**** RECORDS PROVIDED ****

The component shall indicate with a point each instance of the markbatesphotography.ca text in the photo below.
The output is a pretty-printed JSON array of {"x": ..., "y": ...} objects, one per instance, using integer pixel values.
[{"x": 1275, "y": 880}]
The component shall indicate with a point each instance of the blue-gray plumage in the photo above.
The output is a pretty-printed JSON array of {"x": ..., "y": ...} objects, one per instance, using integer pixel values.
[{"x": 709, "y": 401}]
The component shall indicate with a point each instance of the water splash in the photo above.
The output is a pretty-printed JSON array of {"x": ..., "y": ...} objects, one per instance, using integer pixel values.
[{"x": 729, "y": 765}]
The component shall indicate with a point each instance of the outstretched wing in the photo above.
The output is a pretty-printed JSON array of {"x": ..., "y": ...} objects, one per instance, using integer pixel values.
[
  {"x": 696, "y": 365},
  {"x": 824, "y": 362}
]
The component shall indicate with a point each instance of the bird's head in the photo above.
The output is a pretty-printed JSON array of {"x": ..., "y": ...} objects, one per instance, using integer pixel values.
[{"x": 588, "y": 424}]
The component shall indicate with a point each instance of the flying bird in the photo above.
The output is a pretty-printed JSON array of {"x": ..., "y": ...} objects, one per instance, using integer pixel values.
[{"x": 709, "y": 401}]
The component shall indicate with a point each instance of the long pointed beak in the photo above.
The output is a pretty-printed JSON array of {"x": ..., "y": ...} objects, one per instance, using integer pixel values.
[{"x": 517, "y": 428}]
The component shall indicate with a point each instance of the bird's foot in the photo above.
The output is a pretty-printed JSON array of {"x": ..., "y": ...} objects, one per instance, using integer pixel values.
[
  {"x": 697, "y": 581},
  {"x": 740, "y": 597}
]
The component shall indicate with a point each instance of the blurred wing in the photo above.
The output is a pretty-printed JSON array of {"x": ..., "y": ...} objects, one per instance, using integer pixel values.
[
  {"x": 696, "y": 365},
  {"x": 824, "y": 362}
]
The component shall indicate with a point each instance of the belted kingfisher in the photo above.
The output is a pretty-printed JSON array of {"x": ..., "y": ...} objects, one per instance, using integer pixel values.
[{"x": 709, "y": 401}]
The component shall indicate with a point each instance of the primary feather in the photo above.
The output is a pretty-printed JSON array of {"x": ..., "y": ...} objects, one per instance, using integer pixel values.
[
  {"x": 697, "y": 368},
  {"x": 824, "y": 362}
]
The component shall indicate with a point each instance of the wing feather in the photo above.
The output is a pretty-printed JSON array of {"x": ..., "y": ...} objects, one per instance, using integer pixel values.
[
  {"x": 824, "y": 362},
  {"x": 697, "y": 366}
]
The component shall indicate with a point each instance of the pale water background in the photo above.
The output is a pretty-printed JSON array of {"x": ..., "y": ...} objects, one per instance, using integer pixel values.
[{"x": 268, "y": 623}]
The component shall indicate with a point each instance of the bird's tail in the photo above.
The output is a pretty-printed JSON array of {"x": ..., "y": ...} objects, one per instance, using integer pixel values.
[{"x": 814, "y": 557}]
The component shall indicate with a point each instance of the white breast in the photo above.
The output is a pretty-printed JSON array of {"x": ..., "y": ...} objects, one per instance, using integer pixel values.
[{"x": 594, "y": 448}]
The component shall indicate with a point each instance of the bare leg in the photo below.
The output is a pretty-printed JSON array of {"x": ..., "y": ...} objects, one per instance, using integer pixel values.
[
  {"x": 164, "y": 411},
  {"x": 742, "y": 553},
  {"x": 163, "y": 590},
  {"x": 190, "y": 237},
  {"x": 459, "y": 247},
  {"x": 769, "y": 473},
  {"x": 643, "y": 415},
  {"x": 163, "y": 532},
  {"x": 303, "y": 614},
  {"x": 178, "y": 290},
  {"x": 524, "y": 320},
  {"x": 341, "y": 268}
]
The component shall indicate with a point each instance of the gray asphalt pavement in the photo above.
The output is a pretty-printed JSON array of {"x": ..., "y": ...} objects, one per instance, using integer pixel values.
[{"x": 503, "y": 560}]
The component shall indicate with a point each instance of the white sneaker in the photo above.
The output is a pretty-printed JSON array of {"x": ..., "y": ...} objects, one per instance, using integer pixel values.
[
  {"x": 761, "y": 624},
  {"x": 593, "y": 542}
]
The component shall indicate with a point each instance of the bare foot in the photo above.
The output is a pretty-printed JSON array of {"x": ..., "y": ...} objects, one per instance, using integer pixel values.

****

→ EXERCISE REQUIREMENTS
Give back exactly the lines above, from the line containing "bird's foot in the photo above." through the line containing "wing feather in the photo above.", with both end lines and nothing more.

→ SOLUTION TO THIS TASK
The component shall indicate with a point each instance of the bird's foot in the photo above.
The output is a pretty-printed JSON array of {"x": ..., "y": ...} objects, one per instance, using integer pixel values.
[
  {"x": 697, "y": 581},
  {"x": 740, "y": 597}
]
The component shall indicate with a point each instance of the blurred wing in the photo above.
The output is a pretty-printed JSON array of {"x": ..., "y": ...} objects, one per instance, using integer pixel values.
[
  {"x": 696, "y": 365},
  {"x": 824, "y": 362}
]
The component shall indicate with a point each instance of the belted kingfisher in the photo above.
The output is a pretty-printed JSON array of {"x": ..., "y": ...} objects, one per instance, using integer pixel values.
[{"x": 709, "y": 401}]
The component shall indicate with a point each instance of the primary feather in the photo above.
The output is a pretty-printed JSON array of {"x": ..., "y": ...} objects, one per instance, using integer pixel values.
[
  {"x": 697, "y": 368},
  {"x": 824, "y": 362}
]
The component shall indicate with a point each instance of the wing feather in the photo above.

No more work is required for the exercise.